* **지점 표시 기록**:

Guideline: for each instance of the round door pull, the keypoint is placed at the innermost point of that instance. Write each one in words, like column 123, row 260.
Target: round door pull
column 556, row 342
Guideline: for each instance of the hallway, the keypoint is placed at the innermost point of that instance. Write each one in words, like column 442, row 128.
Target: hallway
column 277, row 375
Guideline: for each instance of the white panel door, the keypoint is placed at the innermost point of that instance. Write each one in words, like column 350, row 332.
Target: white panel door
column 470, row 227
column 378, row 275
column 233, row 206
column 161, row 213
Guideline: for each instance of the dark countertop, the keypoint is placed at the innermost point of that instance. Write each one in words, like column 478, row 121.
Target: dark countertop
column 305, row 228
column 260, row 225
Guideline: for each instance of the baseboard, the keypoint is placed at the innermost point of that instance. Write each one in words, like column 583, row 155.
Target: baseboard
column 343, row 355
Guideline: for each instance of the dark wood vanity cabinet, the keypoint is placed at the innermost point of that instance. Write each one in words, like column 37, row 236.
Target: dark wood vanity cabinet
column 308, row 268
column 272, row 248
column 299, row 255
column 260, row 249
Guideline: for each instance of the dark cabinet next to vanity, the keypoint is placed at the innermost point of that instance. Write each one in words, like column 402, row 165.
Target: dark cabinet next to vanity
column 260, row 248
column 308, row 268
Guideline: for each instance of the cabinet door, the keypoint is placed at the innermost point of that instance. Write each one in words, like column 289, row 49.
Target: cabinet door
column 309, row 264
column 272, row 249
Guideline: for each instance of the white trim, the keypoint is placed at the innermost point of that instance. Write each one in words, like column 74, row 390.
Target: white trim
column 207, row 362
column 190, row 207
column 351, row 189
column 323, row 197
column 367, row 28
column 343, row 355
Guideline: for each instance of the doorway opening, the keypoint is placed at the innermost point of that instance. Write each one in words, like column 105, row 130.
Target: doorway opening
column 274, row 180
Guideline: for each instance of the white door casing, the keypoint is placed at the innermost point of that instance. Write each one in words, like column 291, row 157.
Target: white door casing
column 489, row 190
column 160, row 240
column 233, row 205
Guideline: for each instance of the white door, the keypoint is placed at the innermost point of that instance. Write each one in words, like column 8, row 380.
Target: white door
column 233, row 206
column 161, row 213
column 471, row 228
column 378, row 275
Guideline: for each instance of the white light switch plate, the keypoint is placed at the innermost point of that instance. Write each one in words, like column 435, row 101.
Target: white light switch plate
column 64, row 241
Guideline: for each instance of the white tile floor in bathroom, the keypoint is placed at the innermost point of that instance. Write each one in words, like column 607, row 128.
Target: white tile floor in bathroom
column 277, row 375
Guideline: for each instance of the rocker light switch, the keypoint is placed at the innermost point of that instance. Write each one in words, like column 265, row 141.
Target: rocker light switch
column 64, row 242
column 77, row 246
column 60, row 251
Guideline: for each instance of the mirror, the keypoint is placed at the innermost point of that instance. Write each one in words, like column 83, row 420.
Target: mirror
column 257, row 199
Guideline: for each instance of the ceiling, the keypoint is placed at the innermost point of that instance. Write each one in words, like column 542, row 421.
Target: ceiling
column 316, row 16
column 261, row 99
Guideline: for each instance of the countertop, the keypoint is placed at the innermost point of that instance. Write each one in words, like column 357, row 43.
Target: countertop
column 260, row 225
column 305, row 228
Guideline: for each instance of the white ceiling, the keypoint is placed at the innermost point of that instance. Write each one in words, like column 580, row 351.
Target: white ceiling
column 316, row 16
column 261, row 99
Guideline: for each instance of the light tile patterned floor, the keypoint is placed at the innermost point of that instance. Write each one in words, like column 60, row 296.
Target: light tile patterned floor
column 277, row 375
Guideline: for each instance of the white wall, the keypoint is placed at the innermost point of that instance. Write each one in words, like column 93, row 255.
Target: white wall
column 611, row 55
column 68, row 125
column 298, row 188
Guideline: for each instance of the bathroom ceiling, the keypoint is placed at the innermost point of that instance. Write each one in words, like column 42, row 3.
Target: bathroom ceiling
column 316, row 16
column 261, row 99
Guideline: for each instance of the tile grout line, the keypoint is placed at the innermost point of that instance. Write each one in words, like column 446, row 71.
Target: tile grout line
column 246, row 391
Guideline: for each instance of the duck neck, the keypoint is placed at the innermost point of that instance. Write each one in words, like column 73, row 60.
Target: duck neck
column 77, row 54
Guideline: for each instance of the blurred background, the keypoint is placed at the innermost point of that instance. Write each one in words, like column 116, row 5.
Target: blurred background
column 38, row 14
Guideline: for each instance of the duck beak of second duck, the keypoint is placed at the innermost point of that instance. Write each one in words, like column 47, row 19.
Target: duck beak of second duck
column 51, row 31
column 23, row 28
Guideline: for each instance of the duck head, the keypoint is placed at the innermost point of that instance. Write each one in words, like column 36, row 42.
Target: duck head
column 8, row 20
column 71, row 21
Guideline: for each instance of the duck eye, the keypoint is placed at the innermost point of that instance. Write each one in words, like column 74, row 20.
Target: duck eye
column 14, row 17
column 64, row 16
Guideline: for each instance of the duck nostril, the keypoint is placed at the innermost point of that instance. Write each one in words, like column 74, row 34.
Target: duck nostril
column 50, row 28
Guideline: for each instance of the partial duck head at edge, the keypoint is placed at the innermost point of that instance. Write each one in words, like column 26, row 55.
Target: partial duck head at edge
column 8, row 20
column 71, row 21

* **과제 안내**:
위의 기록 전체를 마크다운 표로 옮겨 적으세요. 열 이름은 '번호'와 '내용'으로 하고, 빈 줄은 빼고 각 줄에 행 번호를 매기세요.

* **문제 풀이**:
| 번호 | 내용 |
|---|---|
| 1 | Guideline: for each instance of the round door pull, the keypoint is placed at the innermost point of that instance. Write each one in words, like column 123, row 260. |
| 2 | Target: round door pull |
| 3 | column 556, row 342 |
| 4 | Guideline: for each instance of the hallway, the keypoint is placed at the innermost point of that instance. Write each one in words, like column 442, row 128. |
| 5 | Target: hallway |
| 6 | column 277, row 375 |
| 7 | Guideline: for each instance of the white panel door, the keypoint is placed at the innermost point of that instance. Write each one in words, like column 350, row 332. |
| 8 | Target: white panel door |
| 9 | column 470, row 227 |
| 10 | column 378, row 275 |
| 11 | column 233, row 206 |
| 12 | column 161, row 213 |
| 13 | Guideline: for each instance of the dark countertop, the keypoint is placed at the innermost point of that instance. Write each one in words, like column 478, row 121. |
| 14 | Target: dark countertop |
| 15 | column 305, row 228 |
| 16 | column 260, row 225 |
| 17 | Guideline: for each instance of the baseboard, the keypoint is placed at the innermost point of that instance. Write each one in words, like column 583, row 155. |
| 18 | Target: baseboard |
| 19 | column 343, row 355 |
| 20 | Guideline: for each instance of the dark wood vanity cabinet, the keypoint is placed at the innermost point of that instance. Write each one in words, like column 37, row 236. |
| 21 | Target: dark wood vanity cabinet |
| 22 | column 308, row 268 |
| 23 | column 272, row 248 |
| 24 | column 299, row 255 |
| 25 | column 260, row 249 |
| 26 | Guideline: for each instance of the dark cabinet next to vanity, the keypoint is placed at the innermost point of that instance. Write each one in words, like column 402, row 165. |
| 27 | Target: dark cabinet next to vanity |
| 28 | column 260, row 248 |
| 29 | column 308, row 268 |
| 30 | Guideline: for each instance of the cabinet door, the keypoint is placed at the innermost point of that instance. Write each one in words, like column 289, row 49. |
| 31 | Target: cabinet door |
| 32 | column 309, row 264 |
| 33 | column 272, row 249 |
| 34 | Guideline: for each instance of the white trim, the keypoint is placed at the innermost point of that instance. Write each one in words, like column 74, row 390. |
| 35 | Target: white trim |
| 36 | column 207, row 362 |
| 37 | column 190, row 207 |
| 38 | column 351, row 189 |
| 39 | column 323, row 197 |
| 40 | column 367, row 28 |
| 41 | column 343, row 355 |
| 42 | Guideline: for each instance of the doorway opening, the keypoint is placed at the innermost point of that instance. Write each one in words, like column 105, row 130. |
| 43 | Target: doorway opening |
| 44 | column 274, row 180 |
| 45 | Guideline: for each instance of the white door casing, the keypoint is placed at the innermost point of that instance. Write each one in words, like column 291, row 157. |
| 46 | Target: white door casing |
| 47 | column 489, row 190 |
| 48 | column 160, row 240 |
| 49 | column 233, row 205 |
| 50 | Guideline: for each instance of the white door, the keypoint is placed at the innermost point of that instance. Write each one in words, like column 8, row 380. |
| 51 | Target: white door |
| 52 | column 233, row 206 |
| 53 | column 161, row 213 |
| 54 | column 471, row 228 |
| 55 | column 378, row 275 |
| 56 | Guideline: for each instance of the white light switch plate, the keypoint is placed at the innermost point of that instance. Write each one in words, like column 435, row 101. |
| 57 | Target: white light switch plate |
| 58 | column 64, row 241 |
| 59 | Guideline: for each instance of the white tile floor in bathroom, the keypoint is placed at the innermost point of that instance. Write each one in words, like column 607, row 128. |
| 60 | Target: white tile floor in bathroom |
| 61 | column 277, row 375 |
| 62 | Guideline: for each instance of the rocker light switch, the keypoint is placed at the innermost point of that instance. Write each one in words, like column 265, row 141. |
| 63 | Target: rocker light switch |
| 64 | column 64, row 242 |
| 65 | column 77, row 246 |
| 66 | column 60, row 251 |
| 67 | Guideline: for each instance of the mirror, the keypoint is placed at the innermost point of that instance. Write each one in words, like column 83, row 420. |
| 68 | Target: mirror |
| 69 | column 257, row 199 |
| 70 | Guideline: for each instance of the ceiling, the keypoint is placed at the innermost point of that instance. Write each one in words, like column 542, row 421. |
| 71 | Target: ceiling |
| 72 | column 316, row 16 |
| 73 | column 261, row 99 |
| 74 | Guideline: for each instance of the countertop, the keypoint is placed at the innermost point of that instance. Write each one in words, like column 357, row 43. |
| 75 | Target: countertop |
| 76 | column 260, row 225 |
| 77 | column 305, row 228 |
| 78 | Guideline: for each instance of the white ceiling, the keypoint is placed at the innermost point of that instance. Write each one in words, like column 580, row 351. |
| 79 | Target: white ceiling |
| 80 | column 316, row 16 |
| 81 | column 261, row 99 |
| 82 | Guideline: for each instance of the light tile patterned floor, the keypoint is placed at the innermost point of that instance. Write each one in words, like column 60, row 296. |
| 83 | Target: light tile patterned floor |
| 84 | column 277, row 375 |
| 85 | Guideline: for each instance of the white wall, the keypoint is placed at the innermost point of that instance. Write each one in words, like column 93, row 255. |
| 86 | Target: white wall |
| 87 | column 611, row 55 |
| 88 | column 68, row 125 |
| 89 | column 298, row 188 |
| 90 | Guideline: for each instance of the bathroom ceiling, the keypoint is placed at the innermost point of that instance. Write each one in words, like column 42, row 3. |
| 91 | Target: bathroom ceiling |
| 92 | column 316, row 16 |
| 93 | column 261, row 99 |
| 94 | Guideline: for each instance of the tile grout line, the keypoint is placed at the innermost point of that instance. Write each one in words, like column 446, row 71. |
| 95 | Target: tile grout line |
| 96 | column 246, row 391 |
| 97 | Guideline: for each instance of the duck neck, the keypoint is placed at the innermost point of that instance. Write each one in words, like column 73, row 60. |
| 98 | Target: duck neck |
| 99 | column 77, row 54 |
| 100 | Guideline: for each instance of the blurred background, the keypoint is placed at the innermost point of that instance. Write each one in words, like column 116, row 5. |
| 101 | Target: blurred background |
| 102 | column 38, row 14 |
| 103 | Guideline: for each instance of the duck beak of second duck, the keypoint is placed at the innermost point of that instance. Write each one in words, like column 47, row 19. |
| 104 | Target: duck beak of second duck |
| 105 | column 51, row 31 |
| 106 | column 23, row 28 |
| 107 | Guideline: for each instance of the duck head, the keypoint is placed at the innermost point of that instance. Write each one in words, like column 36, row 42. |
| 108 | Target: duck head |
| 109 | column 8, row 20 |
| 110 | column 71, row 21 |
| 111 | Guideline: for each instance of the duck eye, the keypoint is placed at the innermost point of that instance. Write each one in words, like column 74, row 20. |
| 112 | Target: duck eye |
| 113 | column 14, row 17 |
| 114 | column 64, row 16 |
| 115 | Guideline: for each instance of the duck nostril, the keypoint is placed at the innermost point of that instance. Write each one in words, like column 74, row 34. |
| 116 | Target: duck nostril |
| 117 | column 50, row 28 |
| 118 | Guideline: for each instance of the partial duck head at edge, the keypoint is placed at the innermost point of that instance. Write each one in words, like column 26, row 55. |
| 119 | Target: partial duck head at edge |
| 120 | column 8, row 20 |
| 121 | column 71, row 21 |